WORK TO DO >> Copy the items below word for word, everything from the line containing "Category: the barbed wire" down to the end of the items.

━━━ ENTRIES PROVIDED

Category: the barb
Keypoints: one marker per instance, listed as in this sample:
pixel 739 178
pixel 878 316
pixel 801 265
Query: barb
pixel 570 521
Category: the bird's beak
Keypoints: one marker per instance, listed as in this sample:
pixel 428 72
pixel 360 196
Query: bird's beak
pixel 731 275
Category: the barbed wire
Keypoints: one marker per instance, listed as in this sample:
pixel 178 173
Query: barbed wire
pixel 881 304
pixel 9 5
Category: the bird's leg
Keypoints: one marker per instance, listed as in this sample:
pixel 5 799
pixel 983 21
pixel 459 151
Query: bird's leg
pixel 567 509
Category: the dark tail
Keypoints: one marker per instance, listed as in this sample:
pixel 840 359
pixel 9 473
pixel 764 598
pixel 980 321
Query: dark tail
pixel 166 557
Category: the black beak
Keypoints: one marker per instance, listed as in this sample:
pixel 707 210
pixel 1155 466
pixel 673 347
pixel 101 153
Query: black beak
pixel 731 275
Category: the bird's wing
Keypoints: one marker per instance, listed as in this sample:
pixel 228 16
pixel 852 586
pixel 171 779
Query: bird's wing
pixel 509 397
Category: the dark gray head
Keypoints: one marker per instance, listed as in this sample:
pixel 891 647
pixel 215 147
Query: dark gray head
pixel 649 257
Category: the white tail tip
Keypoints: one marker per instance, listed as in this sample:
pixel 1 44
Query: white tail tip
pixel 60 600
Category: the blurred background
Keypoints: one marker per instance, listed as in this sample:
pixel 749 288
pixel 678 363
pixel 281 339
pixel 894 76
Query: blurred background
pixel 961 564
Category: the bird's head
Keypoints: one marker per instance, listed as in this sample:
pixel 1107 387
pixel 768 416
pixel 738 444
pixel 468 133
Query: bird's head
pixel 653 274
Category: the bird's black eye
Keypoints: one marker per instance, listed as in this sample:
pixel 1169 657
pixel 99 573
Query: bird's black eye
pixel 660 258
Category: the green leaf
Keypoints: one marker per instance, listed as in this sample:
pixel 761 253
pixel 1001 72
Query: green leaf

━━━━━━

EXPECTED OUTPUT >>
Category: the barbed wire
Keypoints: one marker per instance, listed as in this sample:
pixel 178 173
Query: barbed wire
pixel 881 304
pixel 9 5
Category: the bird's leg
Keypoints: one marker per instance, listed as in this sample:
pixel 5 799
pixel 983 21
pixel 459 151
Query: bird's leg
pixel 567 509
Category: the dark tail
Keypoints: one marker per instance, listed as in this sample:
pixel 840 359
pixel 9 473
pixel 764 598
pixel 980 321
Query: dark tail
pixel 166 557
Category: the black beak
Keypoints: one marker per instance, listed as in this sample:
pixel 707 210
pixel 1155 466
pixel 673 347
pixel 101 153
Query: black beak
pixel 731 275
Category: the bird's wing
Keypoints: one marker per instance, listed as in this sample:
pixel 228 16
pixel 852 586
pixel 171 779
Query: bird's wing
pixel 509 397
Category: the dark gray head
Keypoints: one marker per instance, listed as in this sample:
pixel 891 647
pixel 215 147
Query: dark gray head
pixel 649 257
Category: the white tail tip
Keypoints: one marker per instance, listed as in this sample:
pixel 1 44
Query: white tail tip
pixel 60 600
Category: the blurred background
Keypoints: one marker per instance, listed as in this sample:
pixel 749 288
pixel 678 363
pixel 281 339
pixel 894 76
Query: blurred background
pixel 961 564
Category: the bird's head
Keypoints: one marker per instance, listed as in this sample:
pixel 1107 387
pixel 768 416
pixel 738 444
pixel 468 133
Query: bird's head
pixel 653 274
Category: the bird's black eye
Keypoints: one marker per instance, listed as in this sample:
pixel 1169 657
pixel 99 573
Query: bird's black eye
pixel 660 258
Category: the green leaf
Keypoints: one marker per instance, listed as in this sample:
pixel 761 253
pixel 1001 72
Query: green leaf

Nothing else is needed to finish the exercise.